**Task**
Lay out the data below as a JSON list of strings, with one string for each line and no blank lines. Leave the pictures out of your answer.
-------- Data listing
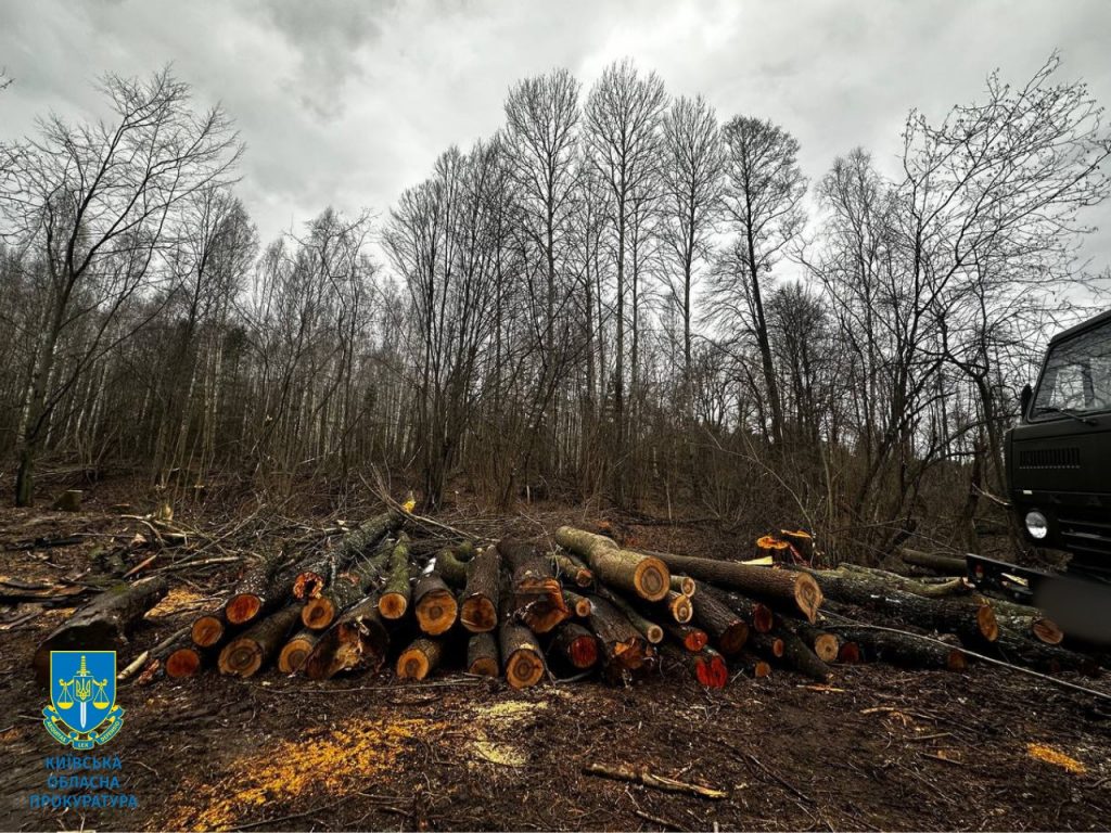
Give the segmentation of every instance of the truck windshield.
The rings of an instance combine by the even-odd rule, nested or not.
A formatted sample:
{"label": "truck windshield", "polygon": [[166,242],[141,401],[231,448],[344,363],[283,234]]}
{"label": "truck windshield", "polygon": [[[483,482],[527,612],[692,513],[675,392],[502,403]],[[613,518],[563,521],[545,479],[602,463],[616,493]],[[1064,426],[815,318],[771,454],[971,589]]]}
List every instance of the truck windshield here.
{"label": "truck windshield", "polygon": [[1062,341],[1050,350],[1030,415],[1111,410],[1111,322]]}

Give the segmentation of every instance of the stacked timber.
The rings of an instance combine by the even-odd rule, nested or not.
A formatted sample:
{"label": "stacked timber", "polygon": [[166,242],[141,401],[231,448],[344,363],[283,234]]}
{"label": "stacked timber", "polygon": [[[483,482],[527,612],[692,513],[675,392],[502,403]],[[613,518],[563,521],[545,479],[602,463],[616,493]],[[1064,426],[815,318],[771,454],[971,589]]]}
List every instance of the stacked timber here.
{"label": "stacked timber", "polygon": [[[649,672],[708,689],[772,673],[825,683],[857,663],[961,671],[984,652],[1048,673],[1099,669],[1041,611],[985,598],[962,574],[640,552],[572,526],[554,545],[428,541],[403,521],[376,515],[300,560],[250,559],[222,604],[148,653],[178,681],[206,668],[310,680],[390,669],[414,681],[454,670],[517,689],[550,674],[629,684]],[[804,533],[783,535],[805,555]],[[903,556],[920,570],[958,566]],[[40,645],[40,679],[51,650],[124,648],[166,592],[156,579],[93,599]]]}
----------------
**Written response**
[
  "Give the segmentation of every instance of the truck windshield.",
  "The rings of an instance combine by the even-odd rule, nested or not.",
  "A formatted sample:",
  "{\"label\": \"truck windshield\", \"polygon\": [[166,242],[141,401],[231,448],[344,363],[283,234]]}",
  "{\"label\": \"truck windshield\", \"polygon\": [[[483,482],[527,612],[692,513],[675,392],[502,403]],[[613,518],[563,521],[545,479],[602,463],[616,493]],[[1064,426],[815,318],[771,454],[971,589]]]}",
  "List every instance of the truck windshield here.",
  "{\"label\": \"truck windshield\", \"polygon\": [[1062,341],[1050,350],[1030,415],[1111,410],[1111,322]]}",
  "Give the segmentation of every instance of the stacked timber.",
  "The rings of an instance combine by the even-odd rule, nested or not.",
  "A formatted sample:",
  "{\"label\": \"stacked timber\", \"polygon\": [[166,242],[141,401],[231,448],[344,363],[283,234]]}",
  "{\"label\": \"stacked timber\", \"polygon\": [[[483,482],[527,612],[692,513],[675,392],[502,403]],[[613,518],[563,521],[545,479],[602,463],[616,493]],[[1064,426],[815,318],[771,454],[971,589]]]}",
  "List every instance of the stacked timber here.",
  "{\"label\": \"stacked timber\", \"polygon\": [[[649,672],[708,689],[772,673],[825,683],[857,663],[961,671],[984,652],[1048,673],[1099,669],[1041,611],[985,598],[962,574],[640,552],[572,526],[554,545],[428,541],[403,521],[376,515],[300,560],[250,559],[222,604],[148,653],[178,681],[206,668],[310,680],[390,669],[414,681],[454,670],[517,689],[550,674],[629,684]],[[804,533],[783,535],[805,555]],[[903,556],[920,570],[958,566]],[[40,645],[40,679],[51,650],[124,648],[166,592],[156,579],[93,599]]]}"
]